- _TASK GOAL_
Reproduce verbatim the part of the records that begins with the line containing "Detect all occurrences of photographer's face" and ends with the line containing "[1049,439,1180,527]", including both of those lines.

- _DATA ENTRIES_
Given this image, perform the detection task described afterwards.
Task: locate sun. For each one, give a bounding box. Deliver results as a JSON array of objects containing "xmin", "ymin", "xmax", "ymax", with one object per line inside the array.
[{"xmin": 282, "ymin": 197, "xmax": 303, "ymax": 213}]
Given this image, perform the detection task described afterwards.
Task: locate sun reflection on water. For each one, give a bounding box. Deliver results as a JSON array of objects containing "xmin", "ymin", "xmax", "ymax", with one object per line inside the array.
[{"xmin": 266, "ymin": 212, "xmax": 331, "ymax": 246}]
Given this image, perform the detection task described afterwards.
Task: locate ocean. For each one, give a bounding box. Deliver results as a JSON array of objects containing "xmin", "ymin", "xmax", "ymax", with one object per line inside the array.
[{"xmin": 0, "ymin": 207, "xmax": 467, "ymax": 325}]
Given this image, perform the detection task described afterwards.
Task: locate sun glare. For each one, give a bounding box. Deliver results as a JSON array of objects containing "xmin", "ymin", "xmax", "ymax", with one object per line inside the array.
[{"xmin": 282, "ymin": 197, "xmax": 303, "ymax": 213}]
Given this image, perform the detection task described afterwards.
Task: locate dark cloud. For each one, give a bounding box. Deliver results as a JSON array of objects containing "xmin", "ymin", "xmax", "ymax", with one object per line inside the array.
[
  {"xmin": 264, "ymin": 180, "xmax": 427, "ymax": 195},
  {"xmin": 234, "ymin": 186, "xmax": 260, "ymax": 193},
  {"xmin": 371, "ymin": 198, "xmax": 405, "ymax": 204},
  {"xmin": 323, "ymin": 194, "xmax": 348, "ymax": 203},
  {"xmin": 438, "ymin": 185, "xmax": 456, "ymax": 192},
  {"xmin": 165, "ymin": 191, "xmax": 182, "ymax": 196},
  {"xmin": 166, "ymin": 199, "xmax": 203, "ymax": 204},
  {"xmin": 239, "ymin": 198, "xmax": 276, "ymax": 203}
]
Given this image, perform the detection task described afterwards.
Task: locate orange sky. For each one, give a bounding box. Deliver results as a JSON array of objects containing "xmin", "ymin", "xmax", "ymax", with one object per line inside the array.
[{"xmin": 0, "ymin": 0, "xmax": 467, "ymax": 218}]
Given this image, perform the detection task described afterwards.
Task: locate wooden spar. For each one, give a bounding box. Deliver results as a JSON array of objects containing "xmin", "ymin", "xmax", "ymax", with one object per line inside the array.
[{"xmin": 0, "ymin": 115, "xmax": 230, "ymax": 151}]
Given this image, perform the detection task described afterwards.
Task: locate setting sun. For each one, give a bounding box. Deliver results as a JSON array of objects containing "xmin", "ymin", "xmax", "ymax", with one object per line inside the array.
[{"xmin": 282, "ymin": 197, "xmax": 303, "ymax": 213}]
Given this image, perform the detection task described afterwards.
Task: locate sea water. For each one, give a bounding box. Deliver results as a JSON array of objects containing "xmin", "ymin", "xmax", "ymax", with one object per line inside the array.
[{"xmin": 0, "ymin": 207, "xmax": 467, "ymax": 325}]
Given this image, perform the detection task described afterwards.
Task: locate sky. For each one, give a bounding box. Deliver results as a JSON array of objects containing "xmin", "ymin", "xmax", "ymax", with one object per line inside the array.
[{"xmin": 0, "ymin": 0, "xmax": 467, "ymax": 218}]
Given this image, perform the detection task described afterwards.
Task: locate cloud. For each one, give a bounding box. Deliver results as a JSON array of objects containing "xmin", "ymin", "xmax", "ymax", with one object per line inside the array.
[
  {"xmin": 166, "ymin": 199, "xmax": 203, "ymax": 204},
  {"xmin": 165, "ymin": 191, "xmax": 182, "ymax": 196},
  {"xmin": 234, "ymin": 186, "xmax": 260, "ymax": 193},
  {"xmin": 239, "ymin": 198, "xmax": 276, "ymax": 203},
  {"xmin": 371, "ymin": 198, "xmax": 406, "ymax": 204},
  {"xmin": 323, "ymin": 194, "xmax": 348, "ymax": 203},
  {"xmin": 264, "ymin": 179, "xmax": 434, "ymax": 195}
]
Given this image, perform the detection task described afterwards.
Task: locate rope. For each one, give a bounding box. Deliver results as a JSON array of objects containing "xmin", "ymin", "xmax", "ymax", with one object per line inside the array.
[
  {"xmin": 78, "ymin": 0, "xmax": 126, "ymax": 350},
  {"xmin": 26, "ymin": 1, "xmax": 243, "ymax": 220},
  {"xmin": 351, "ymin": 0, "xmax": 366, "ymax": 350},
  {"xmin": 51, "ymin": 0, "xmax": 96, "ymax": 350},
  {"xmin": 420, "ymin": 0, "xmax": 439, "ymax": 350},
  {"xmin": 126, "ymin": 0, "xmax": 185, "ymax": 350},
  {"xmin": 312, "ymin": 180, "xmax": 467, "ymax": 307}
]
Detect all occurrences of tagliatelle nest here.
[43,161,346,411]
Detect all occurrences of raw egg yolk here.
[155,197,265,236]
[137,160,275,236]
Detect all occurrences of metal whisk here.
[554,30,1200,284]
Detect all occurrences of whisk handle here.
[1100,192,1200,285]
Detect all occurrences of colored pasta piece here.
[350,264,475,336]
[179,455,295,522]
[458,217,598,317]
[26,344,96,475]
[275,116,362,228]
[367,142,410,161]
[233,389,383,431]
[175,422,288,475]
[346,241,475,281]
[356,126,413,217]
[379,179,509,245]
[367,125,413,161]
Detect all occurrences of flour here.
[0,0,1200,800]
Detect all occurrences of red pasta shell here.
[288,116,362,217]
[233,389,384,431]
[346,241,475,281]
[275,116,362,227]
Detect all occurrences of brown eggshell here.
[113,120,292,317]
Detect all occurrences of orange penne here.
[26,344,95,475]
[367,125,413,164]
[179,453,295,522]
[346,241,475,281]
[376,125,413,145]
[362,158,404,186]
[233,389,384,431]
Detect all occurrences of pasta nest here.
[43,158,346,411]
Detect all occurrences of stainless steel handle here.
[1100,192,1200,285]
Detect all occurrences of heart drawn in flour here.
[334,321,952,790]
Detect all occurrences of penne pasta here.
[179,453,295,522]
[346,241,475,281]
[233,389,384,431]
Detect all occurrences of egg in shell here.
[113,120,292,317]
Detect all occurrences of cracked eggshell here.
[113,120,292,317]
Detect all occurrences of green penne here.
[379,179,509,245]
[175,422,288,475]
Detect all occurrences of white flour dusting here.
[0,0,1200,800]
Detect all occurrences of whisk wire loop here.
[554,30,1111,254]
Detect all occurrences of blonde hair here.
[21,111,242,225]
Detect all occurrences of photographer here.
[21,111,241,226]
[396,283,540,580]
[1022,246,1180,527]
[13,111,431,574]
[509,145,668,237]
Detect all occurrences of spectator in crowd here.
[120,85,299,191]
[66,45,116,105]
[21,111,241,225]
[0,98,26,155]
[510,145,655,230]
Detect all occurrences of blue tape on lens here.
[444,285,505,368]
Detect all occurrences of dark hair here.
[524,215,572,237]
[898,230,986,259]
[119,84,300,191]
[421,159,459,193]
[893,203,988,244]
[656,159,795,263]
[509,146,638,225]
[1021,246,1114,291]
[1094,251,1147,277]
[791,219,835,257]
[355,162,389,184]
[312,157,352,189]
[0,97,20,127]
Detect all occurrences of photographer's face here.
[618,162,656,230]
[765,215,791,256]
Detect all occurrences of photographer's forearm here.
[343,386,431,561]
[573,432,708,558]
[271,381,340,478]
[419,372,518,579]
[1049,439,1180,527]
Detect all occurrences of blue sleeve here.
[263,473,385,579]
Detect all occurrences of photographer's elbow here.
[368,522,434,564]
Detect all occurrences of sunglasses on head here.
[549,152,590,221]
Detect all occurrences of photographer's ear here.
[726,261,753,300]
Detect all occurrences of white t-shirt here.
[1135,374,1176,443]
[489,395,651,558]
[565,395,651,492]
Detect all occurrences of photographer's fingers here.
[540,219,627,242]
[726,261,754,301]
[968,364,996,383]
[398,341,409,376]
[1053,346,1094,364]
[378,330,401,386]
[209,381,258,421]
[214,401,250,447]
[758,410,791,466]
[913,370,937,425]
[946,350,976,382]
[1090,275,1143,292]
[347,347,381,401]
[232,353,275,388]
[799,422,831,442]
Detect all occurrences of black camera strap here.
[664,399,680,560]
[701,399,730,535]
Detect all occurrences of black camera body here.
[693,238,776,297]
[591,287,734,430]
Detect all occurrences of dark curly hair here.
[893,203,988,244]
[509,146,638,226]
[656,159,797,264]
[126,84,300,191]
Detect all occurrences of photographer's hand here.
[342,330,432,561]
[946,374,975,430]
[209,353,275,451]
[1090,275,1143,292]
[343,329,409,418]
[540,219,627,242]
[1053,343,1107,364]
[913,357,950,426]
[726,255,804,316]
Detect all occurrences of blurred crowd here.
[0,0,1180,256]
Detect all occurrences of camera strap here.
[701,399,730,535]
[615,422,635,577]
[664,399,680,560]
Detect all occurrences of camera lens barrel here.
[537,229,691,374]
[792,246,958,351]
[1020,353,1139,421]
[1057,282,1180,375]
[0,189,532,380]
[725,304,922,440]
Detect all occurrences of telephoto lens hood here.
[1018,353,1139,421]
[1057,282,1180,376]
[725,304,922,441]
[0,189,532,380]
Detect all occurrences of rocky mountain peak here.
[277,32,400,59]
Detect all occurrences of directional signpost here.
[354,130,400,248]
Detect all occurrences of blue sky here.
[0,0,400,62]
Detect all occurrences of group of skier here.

- _ANSWER TO THE TASK_
Detect all occurrences of photographer's face here.
[618,162,656,230]
[765,215,791,256]
Detect all occurrences of photographer's forearm here.
[343,386,431,561]
[573,432,708,558]
[271,381,340,478]
[419,372,518,579]
[1049,439,1180,527]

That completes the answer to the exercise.